Rewrite the records from the start up to and including the line containing "116), (287, 108)]", keeping every line but scaling each coordinate in the result by 1.05 and rounding to whole numbers, with halves rounded up. Leave all other lines unchanged and include nothing beyond that line.

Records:
=-=-=-=-=

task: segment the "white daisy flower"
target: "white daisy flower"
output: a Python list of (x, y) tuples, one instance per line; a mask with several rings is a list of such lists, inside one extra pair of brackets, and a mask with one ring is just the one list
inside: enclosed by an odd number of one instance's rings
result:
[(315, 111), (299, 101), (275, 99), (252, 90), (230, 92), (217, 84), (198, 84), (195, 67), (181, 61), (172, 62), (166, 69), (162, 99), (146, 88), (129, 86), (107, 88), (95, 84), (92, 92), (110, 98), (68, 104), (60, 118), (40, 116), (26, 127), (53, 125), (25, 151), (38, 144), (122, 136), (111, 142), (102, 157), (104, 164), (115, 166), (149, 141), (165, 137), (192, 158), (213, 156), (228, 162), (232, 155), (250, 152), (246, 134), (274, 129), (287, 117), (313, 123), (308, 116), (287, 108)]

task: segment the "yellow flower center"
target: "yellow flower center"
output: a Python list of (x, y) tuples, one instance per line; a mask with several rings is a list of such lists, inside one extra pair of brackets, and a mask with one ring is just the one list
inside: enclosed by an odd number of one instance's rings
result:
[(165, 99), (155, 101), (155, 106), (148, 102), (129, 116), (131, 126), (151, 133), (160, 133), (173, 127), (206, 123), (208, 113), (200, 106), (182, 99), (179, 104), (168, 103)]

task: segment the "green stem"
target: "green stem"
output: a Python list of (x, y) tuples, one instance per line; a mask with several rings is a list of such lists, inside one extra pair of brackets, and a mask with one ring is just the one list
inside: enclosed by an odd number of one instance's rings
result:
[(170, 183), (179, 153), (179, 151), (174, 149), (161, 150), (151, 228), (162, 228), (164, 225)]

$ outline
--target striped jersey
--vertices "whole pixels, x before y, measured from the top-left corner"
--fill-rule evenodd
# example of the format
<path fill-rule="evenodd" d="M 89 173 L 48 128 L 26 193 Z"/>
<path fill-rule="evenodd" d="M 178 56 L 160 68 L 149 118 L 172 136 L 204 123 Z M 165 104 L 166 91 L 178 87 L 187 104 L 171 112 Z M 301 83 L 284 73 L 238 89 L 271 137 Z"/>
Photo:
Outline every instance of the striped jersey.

=-=-=-=-=

- [SOLVED EXERCISE]
task: segment the "white daisy flower"
target: "white daisy flower"
output: a Python list of (x, y) tuples, one instance per line; a mask with several rings is a list of such lists, inside one extra pair of brackets, and a mask with one ring is just the one list
inside: enclosed by an odd number of one instance's rings
result:
[(331, 117), (314, 106), (289, 104), (265, 95), (242, 97), (228, 88), (208, 88), (205, 70), (190, 64), (181, 65), (174, 72), (170, 104), (153, 92), (135, 90), (112, 92), (100, 88), (97, 97), (116, 103), (71, 109), (63, 124), (42, 122), (27, 133), (56, 131), (26, 159), (40, 151), (128, 143), (117, 149), (107, 165), (109, 172), (121, 174), (156, 148), (173, 144), (202, 166), (224, 164), (239, 170), (244, 163), (263, 160), (258, 141), (288, 135), (301, 123), (329, 129), (323, 122), (301, 113)]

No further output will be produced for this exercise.